====== TEXT SECTION

To take your marriage to the next level or to heal a marriage that is hurting, a good place to start is with your attitude, beliefs, and expectations. Now, did you hear what I said? I said YOUR attitude, beliefs, and expectations—not your spouse’s.

Let me suggest something I did to turn my marriage around and an exercise I have recommended to couples through the years. Here’s a simple plan of action for creating a successful marriage.

My suggestion for a successful marriage

Sit down with pen and paper and list thoughts, attitudes, beliefs, and expectations about your marriage.

 

Make three columns with the headings: 

1) thoughts/beliefs about self

2) thoughts/beliefs about spouse and then

3) thoughts/beliefs about the future of your marriage

List every belief and attitude that comes to mind.

After you have completed the list ask yourself: “how realistic are the things listed and how are these beliefs affecting my marriage?”

 

Here’s how this plays out: 

If you believe for example: “My wife hates me,” ask yourself “is this really true?”

Is there a possibility that she doesn’t hate you? Why do you think she hates you? What has she done that has made you feel like she hates you?

If your wife has done things that hurt your feelings, does that mean she actually hates you?

============

◆ INSTRUCTION A: In the marriage text, what should the reader sit down with to list their thoughts, attitudes, beliefs, and expectations?

====== DATA SHOWN

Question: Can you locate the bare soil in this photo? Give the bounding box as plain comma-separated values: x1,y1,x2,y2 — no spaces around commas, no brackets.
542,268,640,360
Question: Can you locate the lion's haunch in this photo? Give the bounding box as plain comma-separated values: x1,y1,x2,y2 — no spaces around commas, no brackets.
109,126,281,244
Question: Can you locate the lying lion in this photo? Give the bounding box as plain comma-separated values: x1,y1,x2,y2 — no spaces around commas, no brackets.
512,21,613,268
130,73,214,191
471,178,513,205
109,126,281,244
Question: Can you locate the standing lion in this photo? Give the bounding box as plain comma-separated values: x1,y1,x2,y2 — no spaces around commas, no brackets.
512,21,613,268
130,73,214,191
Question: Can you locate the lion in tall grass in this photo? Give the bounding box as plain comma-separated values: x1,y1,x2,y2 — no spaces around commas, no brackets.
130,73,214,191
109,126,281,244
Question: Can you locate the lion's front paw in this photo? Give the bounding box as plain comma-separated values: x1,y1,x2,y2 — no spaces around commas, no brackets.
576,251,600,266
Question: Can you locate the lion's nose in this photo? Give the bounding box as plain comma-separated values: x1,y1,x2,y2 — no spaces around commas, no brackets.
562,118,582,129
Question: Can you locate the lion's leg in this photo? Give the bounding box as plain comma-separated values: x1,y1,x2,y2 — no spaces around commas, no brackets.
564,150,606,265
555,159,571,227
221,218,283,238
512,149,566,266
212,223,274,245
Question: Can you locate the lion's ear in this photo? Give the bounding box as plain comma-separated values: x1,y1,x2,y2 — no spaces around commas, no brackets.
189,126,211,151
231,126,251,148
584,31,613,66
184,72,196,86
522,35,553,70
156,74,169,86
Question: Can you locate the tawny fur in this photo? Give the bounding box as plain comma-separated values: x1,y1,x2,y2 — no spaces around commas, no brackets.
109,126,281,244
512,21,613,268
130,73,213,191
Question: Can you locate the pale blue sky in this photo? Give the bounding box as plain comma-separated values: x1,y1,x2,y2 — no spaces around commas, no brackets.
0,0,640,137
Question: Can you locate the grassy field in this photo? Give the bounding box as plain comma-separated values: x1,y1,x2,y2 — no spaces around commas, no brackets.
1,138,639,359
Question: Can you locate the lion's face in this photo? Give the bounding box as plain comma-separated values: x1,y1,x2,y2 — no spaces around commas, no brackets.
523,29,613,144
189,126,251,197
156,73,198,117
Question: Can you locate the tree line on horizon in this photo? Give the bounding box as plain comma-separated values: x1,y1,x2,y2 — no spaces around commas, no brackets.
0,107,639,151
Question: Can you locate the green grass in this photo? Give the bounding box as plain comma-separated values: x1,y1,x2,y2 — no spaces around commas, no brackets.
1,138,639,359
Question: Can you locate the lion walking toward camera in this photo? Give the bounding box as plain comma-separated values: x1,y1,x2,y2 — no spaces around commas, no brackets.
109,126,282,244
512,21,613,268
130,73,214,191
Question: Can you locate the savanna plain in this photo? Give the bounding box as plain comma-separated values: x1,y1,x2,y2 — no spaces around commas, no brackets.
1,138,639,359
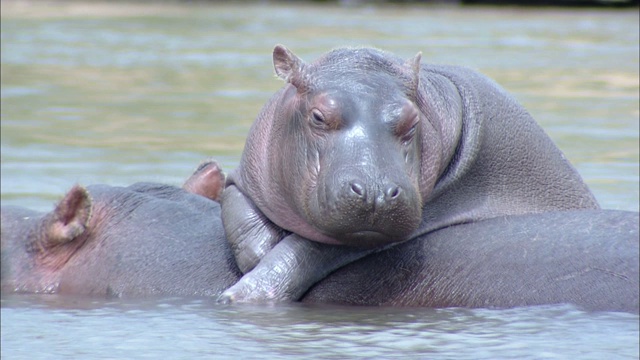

============

◆ INSTRUCTION B: Recast the records, from their first line through the line containing "542,268,640,360", as a JSON list of strings with one string per line, omitting blank lines.

◆ COMPLETE ANSWER A: Pen and paper.

◆ COMPLETE ANSWER B:
[
  "Question: Can you locate the bare soil in this photo? Give the bounding box as plain comma-separated values: x1,y1,x2,y2 — no spaces around commas, no brackets.",
  "542,268,640,360"
]